Objective → Format every line of the listing below as a Markdown table with the columns "Nr" and "Line", numbering the rows in order and leaving out blank lines.
____________________
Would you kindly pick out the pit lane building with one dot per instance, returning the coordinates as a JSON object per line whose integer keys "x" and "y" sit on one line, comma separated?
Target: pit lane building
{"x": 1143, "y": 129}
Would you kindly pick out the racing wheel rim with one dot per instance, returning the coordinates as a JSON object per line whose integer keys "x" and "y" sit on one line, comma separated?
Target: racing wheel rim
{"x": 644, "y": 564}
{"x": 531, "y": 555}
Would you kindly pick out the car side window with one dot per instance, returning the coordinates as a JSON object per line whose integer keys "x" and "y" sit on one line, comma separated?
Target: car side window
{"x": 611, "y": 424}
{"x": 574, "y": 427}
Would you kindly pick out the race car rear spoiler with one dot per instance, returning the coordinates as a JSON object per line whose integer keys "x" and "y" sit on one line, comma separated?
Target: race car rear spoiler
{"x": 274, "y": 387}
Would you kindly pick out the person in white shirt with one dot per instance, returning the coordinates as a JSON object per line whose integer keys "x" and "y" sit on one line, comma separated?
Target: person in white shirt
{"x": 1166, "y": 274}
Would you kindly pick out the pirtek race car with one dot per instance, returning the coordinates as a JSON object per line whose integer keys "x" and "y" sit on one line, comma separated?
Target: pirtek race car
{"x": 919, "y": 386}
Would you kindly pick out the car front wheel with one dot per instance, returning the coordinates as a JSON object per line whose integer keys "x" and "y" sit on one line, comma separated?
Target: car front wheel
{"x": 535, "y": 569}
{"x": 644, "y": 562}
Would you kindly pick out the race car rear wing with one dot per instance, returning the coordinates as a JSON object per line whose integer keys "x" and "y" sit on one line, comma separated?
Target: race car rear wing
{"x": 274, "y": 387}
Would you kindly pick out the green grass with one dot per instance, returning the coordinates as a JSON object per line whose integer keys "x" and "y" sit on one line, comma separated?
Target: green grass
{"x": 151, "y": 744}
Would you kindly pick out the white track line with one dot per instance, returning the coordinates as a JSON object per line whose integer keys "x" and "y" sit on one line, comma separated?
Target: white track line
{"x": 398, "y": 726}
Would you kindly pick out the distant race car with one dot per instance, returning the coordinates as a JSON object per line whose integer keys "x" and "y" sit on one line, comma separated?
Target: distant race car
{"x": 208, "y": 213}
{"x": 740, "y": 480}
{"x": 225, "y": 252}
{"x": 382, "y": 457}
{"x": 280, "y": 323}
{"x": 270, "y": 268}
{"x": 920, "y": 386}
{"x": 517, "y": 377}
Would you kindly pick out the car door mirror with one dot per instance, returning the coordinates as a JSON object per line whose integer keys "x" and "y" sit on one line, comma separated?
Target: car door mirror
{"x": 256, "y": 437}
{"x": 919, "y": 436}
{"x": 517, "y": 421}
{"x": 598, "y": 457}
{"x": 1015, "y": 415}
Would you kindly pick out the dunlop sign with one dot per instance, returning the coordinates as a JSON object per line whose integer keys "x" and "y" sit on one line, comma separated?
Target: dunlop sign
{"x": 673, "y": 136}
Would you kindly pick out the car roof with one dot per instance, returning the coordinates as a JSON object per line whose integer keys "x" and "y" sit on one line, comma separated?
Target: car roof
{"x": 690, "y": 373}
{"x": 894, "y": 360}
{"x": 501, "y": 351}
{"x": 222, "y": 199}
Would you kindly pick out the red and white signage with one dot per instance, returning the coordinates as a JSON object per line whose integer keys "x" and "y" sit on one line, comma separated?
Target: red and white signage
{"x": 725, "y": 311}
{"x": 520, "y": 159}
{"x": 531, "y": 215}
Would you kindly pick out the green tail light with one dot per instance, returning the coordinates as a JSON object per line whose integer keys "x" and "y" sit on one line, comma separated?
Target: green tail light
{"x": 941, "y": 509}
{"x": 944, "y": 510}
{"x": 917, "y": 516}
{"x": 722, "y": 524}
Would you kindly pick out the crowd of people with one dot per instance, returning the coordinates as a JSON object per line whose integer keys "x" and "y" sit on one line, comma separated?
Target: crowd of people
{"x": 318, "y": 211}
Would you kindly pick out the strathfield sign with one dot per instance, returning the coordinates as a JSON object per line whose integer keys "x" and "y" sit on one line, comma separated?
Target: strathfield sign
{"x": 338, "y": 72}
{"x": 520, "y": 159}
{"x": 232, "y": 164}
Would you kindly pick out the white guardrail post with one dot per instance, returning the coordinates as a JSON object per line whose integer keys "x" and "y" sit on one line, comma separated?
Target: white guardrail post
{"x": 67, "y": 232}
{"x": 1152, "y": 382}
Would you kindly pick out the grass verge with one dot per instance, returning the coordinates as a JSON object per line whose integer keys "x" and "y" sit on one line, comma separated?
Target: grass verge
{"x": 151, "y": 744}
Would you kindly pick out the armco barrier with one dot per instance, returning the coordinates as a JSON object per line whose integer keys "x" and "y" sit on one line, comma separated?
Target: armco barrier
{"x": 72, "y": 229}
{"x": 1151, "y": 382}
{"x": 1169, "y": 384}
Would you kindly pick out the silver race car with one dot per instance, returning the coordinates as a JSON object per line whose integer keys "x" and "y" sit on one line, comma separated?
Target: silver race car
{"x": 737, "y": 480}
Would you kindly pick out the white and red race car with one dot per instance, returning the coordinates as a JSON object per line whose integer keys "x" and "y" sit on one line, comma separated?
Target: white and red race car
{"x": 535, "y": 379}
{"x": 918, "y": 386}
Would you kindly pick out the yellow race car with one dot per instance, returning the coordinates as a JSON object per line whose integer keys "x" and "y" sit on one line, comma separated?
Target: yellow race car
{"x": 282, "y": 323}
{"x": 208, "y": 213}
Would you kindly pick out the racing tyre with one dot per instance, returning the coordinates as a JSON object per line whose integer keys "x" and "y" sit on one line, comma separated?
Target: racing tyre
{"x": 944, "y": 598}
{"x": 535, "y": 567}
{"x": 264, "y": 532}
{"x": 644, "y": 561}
____________________
Exercise output →
| Nr | Line |
|---|---|
| 1 | Would you kindly pick out the pit lane building with one dot per instance, returning the coordinates as a JSON object per line whose integer keys "x" and "y" sit on one line, comma separated? |
| 2 | Target: pit lane building |
| 3 | {"x": 1143, "y": 129} |
| 4 | Would you kindly pick out the racing wheel rim with one dot per instance, returning the coordinates as a JSON object per line whose integer keys "x" and "y" sit on one line, comma separated? |
| 5 | Target: racing wheel rim |
| 6 | {"x": 644, "y": 564} |
| 7 | {"x": 531, "y": 555} |
| 8 | Would you kindly pick out the car side window with one dot per instance, returning the coordinates as a JSON object per line whose integer keys "x" and "y" sit on one line, comma separated? |
| 9 | Target: car side window |
| 10 | {"x": 611, "y": 424} |
| 11 | {"x": 574, "y": 427} |
| 12 | Would you kindly pick out the race car rear spoiler with one dot per instance, returning the coordinates as a JSON object per line whose integer keys "x" and "y" sit on one line, comma separated? |
| 13 | Target: race car rear spoiler |
| 14 | {"x": 274, "y": 387} |
| 15 | Would you kindly pick out the person in white shirt with one dot per instance, returning the coordinates as a JSON object per line whose integer keys "x" and "y" sit on one line, comma separated? |
| 16 | Target: person in white shirt |
| 17 | {"x": 1166, "y": 274} |
| 18 | Would you kindly pick out the pirtek race car with one dot per instance, returning the coordinates as a JSON object per line whose integer keys "x" and "y" sit on one line, comma separated? |
| 19 | Target: pirtek race car |
| 20 | {"x": 919, "y": 386} |
| 21 | Would you kindly pick out the car front wheel with one dot per instance, returning the coordinates as a JSON object per line whose integer keys "x" and "y" sit on one line, comma separated? |
| 22 | Target: car front wheel |
| 23 | {"x": 535, "y": 569} |
| 24 | {"x": 644, "y": 562} |
| 25 | Would you kindly pick out the race car rear wing with one dot per instance, returning the coordinates as a JSON object per line whose integer keys "x" and "y" sit on one line, comma separated? |
| 26 | Target: race car rear wing |
| 27 | {"x": 274, "y": 387} |
| 28 | Would you kindly pick out the green grass with one dot per instance, returning the coordinates as a JSON object per line whose integer keys "x" and "y" sit on one line, comma separated? |
| 29 | Target: green grass |
| 30 | {"x": 151, "y": 744} |
| 31 | Would you kindly pick out the white track line with one dot per instance, returning the coordinates as a JSON object per line whose integer keys "x" and "y" sit on one line, comma separated? |
| 32 | Target: white track line |
| 33 | {"x": 398, "y": 726} |
| 34 | Would you kindly pick out the distant race car with one dot per instance, returning the coordinates as a JSON object per line whose integer keys "x" and "y" sit on one line, comma separated? |
| 35 | Target: distant race car |
| 36 | {"x": 208, "y": 213} |
| 37 | {"x": 740, "y": 480} |
| 38 | {"x": 225, "y": 252} |
| 39 | {"x": 382, "y": 457} |
| 40 | {"x": 280, "y": 323} |
| 41 | {"x": 270, "y": 268} |
| 42 | {"x": 920, "y": 386} |
| 43 | {"x": 517, "y": 377} |
| 44 | Would you kindly pick out the car door mirror with one dot per instance, returning the coordinates as a JSON object per line whose integer keys "x" and "y" sit on one line, comma separated? |
| 45 | Target: car door mirror |
| 46 | {"x": 256, "y": 437} |
| 47 | {"x": 919, "y": 436} |
| 48 | {"x": 517, "y": 421} |
| 49 | {"x": 598, "y": 457} |
| 50 | {"x": 1015, "y": 415} |
| 51 | Would you kindly pick out the dunlop sign with one dot per instance, returning the coordinates as a JSON object per line whose integer keys "x" and "y" sit on one line, comma separated? |
| 52 | Target: dunlop sign |
| 53 | {"x": 673, "y": 136} |
| 54 | Would you kindly pick out the car roof with one dot per instance, returning the coordinates as a JSON object per line whose integer keys "x" and "y" sit on one line, comma separated? |
| 55 | Target: car roof |
| 56 | {"x": 690, "y": 373} |
| 57 | {"x": 894, "y": 360} |
| 58 | {"x": 501, "y": 351} |
| 59 | {"x": 222, "y": 199} |
| 60 | Would you kindly pick out the red and white signage with one dot per instance, returning the coordinates as a JSON object per line whose integer keys "x" and "y" sit on one line, comma separated? |
| 61 | Target: red and white signage |
| 62 | {"x": 725, "y": 311} |
| 63 | {"x": 520, "y": 159} |
| 64 | {"x": 531, "y": 215} |
| 65 | Would you kindly pick out the green tail light with one dot per instance, returning the coordinates as a JSON object per line whose integer keys "x" and "y" sit on one line, comma separated? |
| 66 | Target: green tail light |
| 67 | {"x": 941, "y": 509} |
| 68 | {"x": 944, "y": 510} |
| 69 | {"x": 917, "y": 516} |
| 70 | {"x": 722, "y": 524} |
| 71 | Would you kindly pick out the crowd of people with one dot per instance, returning the coordinates as a JSON object per line whose integer keys "x" and "y" sit on one line, comma separated? |
| 72 | Target: crowd of people |
| 73 | {"x": 318, "y": 211} |
| 74 | Would you kindly pick out the strathfield sign with one dot per instance, returning the coordinates as a JSON object per line whose integer keys "x" and "y" sit on one line, comma separated? |
| 75 | Target: strathfield sign |
| 76 | {"x": 338, "y": 72} |
| 77 | {"x": 520, "y": 159} |
| 78 | {"x": 232, "y": 164} |
| 79 | Would you kindly pick out the white guardrail post with one dot per instance, returning the coordinates as a JSON object per line whose integer keys "x" and "y" sit on one line, comma separated? |
| 80 | Target: white guardrail post |
| 81 | {"x": 67, "y": 232} |
| 82 | {"x": 1152, "y": 382} |
| 83 | Would you kindly pick out the grass verge with one dot per instance, returning the coordinates as a JSON object per line whose integer keys "x" and "y" sit on one line, comma separated? |
| 84 | Target: grass verge |
| 85 | {"x": 151, "y": 744} |
| 86 | Would you kindly pick out the armco barrier with one dot per instance, returning the coordinates as a JSON object per line whose integer keys "x" and "y" sit on one line, comma separated? |
| 87 | Target: armco barrier |
| 88 | {"x": 72, "y": 229} |
| 89 | {"x": 1151, "y": 382} |
| 90 | {"x": 1169, "y": 384} |
| 91 | Would you kindly pick out the silver race car with one dot per instance, returning the coordinates as a JSON object per line whose integer keys "x" and "y" sit on one line, comma separated? |
| 92 | Target: silver race car |
| 93 | {"x": 737, "y": 480} |
| 94 | Would you kindly pick out the white and red race car with one dot per instance, returning the coordinates as a JSON object per line whose integer keys "x" and "y" sit on one line, comma separated? |
| 95 | Target: white and red race car |
| 96 | {"x": 535, "y": 379} |
| 97 | {"x": 918, "y": 386} |
| 98 | Would you kindly pick out the yellow race car with one dot per instance, returning the coordinates as a JSON object per line whose integer keys "x" and "y" sit on one line, comma separated? |
| 99 | Target: yellow race car |
| 100 | {"x": 282, "y": 323} |
| 101 | {"x": 208, "y": 213} |
| 102 | Would you kindly pick out the racing tyre with one dot per instance, returning the coordinates as a JSON object per line whose integer keys "x" and "y" sit on one line, comma separated? |
| 103 | Target: racing tyre |
| 104 | {"x": 944, "y": 598} |
| 105 | {"x": 535, "y": 567} |
| 106 | {"x": 264, "y": 532} |
| 107 | {"x": 644, "y": 561} |